→ Text excerpt:
--- --- ---

# New here with a question on the Proton 250



## Tonedef7279 (Aug 4, 2012)

New here with a question on the Proton 250.... well i don't know much about them... I have two of them that i got from my father in law. wasn't planning on using them but maybe trying to sell them. but was curious about these amps. i had them bench tested and they work. all i know is that they're supposed to be a good clean amp back in their day... whats the specs on these and also whats the value of these amps? thanks


----------



## spydertune (Sep 9, 2005)

The Proton P250 is virtually identical to the ADS P100. Indeed, after ADS stopped making the P100 in the US, Proton built it for them. When ADS discontinued the P100 (when the P40, P80, & P120 came out), Proton put the P250 into production. It is essentially a cosmetic re-skin of the P100. 

It does a solid 2x50W into 4-ohms but not much more than that. It is unhappy into anything much less than 4-ohms too. It's a nice amp (as is the P222) and well worth putting back into service.


----------



## bigdwiz (Oct 7, 2010)

--- --- ---

Location identification listing:
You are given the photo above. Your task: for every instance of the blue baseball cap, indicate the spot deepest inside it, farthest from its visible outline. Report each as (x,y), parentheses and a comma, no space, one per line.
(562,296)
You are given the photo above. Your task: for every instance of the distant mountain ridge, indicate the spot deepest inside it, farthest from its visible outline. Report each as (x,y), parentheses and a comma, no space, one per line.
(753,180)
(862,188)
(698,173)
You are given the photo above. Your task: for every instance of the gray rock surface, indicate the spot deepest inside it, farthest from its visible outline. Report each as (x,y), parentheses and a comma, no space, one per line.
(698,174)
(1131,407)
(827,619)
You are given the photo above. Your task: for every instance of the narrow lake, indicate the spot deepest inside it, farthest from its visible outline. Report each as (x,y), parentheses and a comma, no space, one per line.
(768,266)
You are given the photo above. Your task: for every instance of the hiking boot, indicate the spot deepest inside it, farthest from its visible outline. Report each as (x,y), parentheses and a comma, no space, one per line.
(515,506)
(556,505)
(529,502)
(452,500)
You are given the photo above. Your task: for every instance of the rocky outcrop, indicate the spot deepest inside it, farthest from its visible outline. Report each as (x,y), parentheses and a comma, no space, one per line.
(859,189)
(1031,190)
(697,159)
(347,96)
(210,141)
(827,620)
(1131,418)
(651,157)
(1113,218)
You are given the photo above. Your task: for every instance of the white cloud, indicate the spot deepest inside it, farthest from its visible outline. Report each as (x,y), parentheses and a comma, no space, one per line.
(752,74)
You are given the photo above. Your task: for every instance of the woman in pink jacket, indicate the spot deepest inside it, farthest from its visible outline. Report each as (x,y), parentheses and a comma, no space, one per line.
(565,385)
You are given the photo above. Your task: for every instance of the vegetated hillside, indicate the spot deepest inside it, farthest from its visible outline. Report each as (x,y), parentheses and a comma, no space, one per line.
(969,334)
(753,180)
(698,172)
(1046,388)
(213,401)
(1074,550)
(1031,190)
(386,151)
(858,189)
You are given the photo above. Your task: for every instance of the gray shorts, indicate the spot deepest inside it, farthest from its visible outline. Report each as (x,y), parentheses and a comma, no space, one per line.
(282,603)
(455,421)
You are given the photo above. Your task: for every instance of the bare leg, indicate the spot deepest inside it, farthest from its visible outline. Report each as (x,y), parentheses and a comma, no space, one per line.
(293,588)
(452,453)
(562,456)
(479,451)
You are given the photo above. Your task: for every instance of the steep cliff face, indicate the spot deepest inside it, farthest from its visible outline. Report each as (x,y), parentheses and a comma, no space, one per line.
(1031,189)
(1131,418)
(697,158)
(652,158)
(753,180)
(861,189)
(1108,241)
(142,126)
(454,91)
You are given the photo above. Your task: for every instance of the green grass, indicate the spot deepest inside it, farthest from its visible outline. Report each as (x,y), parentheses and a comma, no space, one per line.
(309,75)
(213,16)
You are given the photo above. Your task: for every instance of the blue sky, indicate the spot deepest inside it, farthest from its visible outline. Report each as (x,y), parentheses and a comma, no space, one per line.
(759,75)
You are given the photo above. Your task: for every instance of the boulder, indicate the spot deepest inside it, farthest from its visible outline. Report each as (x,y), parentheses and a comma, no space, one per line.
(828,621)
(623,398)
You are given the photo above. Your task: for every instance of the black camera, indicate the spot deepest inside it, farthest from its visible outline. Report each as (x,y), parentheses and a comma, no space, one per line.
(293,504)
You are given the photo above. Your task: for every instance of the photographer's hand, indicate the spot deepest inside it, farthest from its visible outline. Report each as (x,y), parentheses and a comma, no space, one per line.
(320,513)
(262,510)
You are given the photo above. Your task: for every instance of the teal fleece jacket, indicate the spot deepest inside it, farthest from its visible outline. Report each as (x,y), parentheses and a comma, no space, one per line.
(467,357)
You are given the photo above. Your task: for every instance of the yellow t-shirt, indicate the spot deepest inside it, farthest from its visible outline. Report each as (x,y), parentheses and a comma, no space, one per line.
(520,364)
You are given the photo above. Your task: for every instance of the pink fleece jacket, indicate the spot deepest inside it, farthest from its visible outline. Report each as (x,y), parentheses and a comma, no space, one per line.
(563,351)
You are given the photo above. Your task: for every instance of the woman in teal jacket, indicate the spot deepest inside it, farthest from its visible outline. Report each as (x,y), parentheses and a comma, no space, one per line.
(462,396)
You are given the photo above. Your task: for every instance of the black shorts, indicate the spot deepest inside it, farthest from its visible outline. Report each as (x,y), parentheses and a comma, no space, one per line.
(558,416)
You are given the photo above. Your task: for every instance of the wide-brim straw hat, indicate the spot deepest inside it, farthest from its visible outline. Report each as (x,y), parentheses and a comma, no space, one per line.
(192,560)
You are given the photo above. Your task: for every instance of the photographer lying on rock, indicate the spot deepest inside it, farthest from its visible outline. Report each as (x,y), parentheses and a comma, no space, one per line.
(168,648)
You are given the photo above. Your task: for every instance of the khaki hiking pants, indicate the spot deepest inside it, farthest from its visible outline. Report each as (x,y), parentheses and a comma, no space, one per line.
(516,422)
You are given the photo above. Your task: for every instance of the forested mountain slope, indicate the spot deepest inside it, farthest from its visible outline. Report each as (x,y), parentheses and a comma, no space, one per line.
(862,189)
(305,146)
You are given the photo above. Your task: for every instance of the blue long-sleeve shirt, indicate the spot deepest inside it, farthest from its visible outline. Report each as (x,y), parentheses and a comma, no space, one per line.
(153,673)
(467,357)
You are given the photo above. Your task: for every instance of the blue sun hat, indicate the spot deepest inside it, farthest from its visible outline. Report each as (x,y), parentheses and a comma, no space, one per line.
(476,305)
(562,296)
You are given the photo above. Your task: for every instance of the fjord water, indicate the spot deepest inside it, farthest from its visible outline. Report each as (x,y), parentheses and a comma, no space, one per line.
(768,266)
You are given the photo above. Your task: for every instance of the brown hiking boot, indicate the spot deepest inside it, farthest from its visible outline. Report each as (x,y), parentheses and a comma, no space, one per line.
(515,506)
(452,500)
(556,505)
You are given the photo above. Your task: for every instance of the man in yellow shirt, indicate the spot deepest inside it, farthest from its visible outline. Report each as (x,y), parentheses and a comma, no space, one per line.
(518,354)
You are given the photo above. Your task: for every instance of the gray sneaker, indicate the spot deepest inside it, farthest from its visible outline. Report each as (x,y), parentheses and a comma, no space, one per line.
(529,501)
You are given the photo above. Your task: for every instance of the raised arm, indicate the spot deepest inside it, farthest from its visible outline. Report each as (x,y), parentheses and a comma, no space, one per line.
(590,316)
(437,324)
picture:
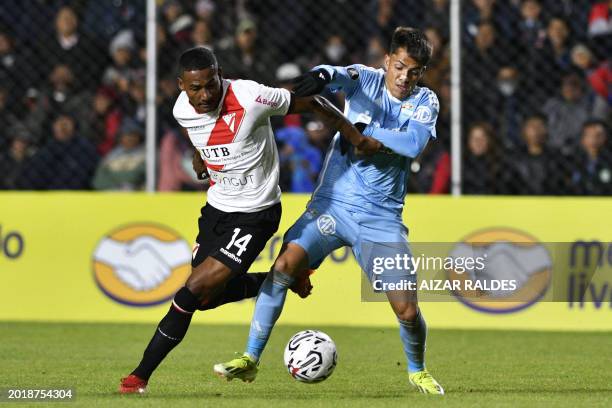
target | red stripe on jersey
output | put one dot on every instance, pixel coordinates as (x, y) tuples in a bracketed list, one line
[(229, 120), (227, 124)]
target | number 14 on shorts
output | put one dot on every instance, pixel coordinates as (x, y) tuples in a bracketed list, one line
[(240, 243)]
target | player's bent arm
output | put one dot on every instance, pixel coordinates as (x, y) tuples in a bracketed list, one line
[(410, 142), (314, 81), (197, 162), (333, 118)]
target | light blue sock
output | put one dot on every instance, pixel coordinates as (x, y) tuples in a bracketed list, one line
[(413, 335), (268, 308)]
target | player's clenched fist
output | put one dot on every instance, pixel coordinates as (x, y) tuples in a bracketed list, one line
[(311, 83), (198, 166)]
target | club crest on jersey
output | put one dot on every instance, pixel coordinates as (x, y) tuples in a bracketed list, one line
[(230, 121), (326, 224), (265, 101)]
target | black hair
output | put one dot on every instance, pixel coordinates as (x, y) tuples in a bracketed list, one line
[(197, 58), (595, 122), (414, 41)]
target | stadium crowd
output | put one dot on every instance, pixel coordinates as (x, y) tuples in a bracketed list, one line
[(536, 87)]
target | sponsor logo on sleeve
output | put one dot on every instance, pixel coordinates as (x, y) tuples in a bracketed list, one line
[(265, 101)]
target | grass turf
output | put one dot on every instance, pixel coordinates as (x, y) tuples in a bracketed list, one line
[(477, 368)]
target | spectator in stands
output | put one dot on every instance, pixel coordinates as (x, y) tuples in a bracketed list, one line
[(575, 12), (7, 119), (201, 35), (244, 59), (509, 109), (437, 16), (600, 27), (439, 65), (166, 97), (70, 47), (66, 162), (304, 159), (34, 115), (480, 66), (335, 51), (64, 94), (532, 30), (375, 54), (121, 71), (430, 171), (582, 59), (175, 157), (553, 59), (593, 172), (124, 167), (167, 53), (13, 161), (481, 161), (535, 169), (566, 114), (530, 41), (601, 83), (177, 21), (13, 72), (101, 120), (389, 14)]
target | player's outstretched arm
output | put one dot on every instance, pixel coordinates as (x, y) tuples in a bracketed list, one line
[(333, 118)]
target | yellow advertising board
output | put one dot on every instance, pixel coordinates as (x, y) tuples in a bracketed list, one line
[(58, 259)]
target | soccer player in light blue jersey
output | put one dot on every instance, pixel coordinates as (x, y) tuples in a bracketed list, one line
[(359, 199)]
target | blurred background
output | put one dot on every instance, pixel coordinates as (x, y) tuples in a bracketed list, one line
[(531, 81)]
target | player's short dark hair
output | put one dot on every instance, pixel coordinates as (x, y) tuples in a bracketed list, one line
[(595, 122), (414, 41), (197, 58)]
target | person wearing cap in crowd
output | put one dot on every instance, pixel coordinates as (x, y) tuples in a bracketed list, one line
[(124, 167), (66, 162), (592, 174), (244, 59), (13, 161)]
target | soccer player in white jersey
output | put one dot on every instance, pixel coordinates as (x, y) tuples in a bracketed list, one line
[(358, 201), (228, 124)]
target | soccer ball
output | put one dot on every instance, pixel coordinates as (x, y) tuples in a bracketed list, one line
[(310, 356)]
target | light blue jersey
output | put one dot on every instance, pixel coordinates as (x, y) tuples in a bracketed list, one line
[(379, 182), (359, 199)]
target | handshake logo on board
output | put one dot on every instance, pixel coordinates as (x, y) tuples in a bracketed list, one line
[(141, 264)]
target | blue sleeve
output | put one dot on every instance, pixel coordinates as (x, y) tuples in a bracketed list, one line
[(421, 126), (343, 78)]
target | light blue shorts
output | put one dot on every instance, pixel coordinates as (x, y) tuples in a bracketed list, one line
[(379, 242)]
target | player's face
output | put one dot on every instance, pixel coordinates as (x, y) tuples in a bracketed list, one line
[(403, 73), (203, 88)]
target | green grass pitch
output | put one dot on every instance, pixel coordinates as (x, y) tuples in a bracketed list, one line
[(477, 368)]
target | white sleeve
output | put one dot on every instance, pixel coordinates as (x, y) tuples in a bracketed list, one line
[(271, 101)]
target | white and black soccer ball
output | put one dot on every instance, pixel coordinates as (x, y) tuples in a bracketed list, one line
[(311, 356)]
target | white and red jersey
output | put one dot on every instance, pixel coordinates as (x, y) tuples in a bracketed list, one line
[(237, 144)]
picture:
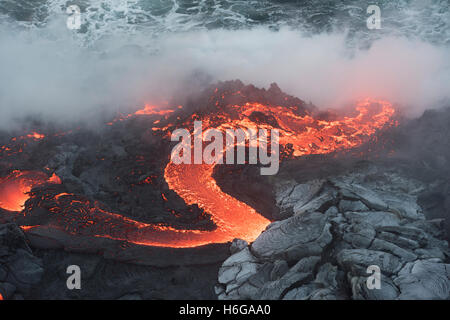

--- --- ---

→ Do this: From the forum thread about the Proton 250, list every model designation written as the letter P followed by digits. The listing isn't needed for this.

→ Answer to this problem: P250, P100, P40, P80, P120, P222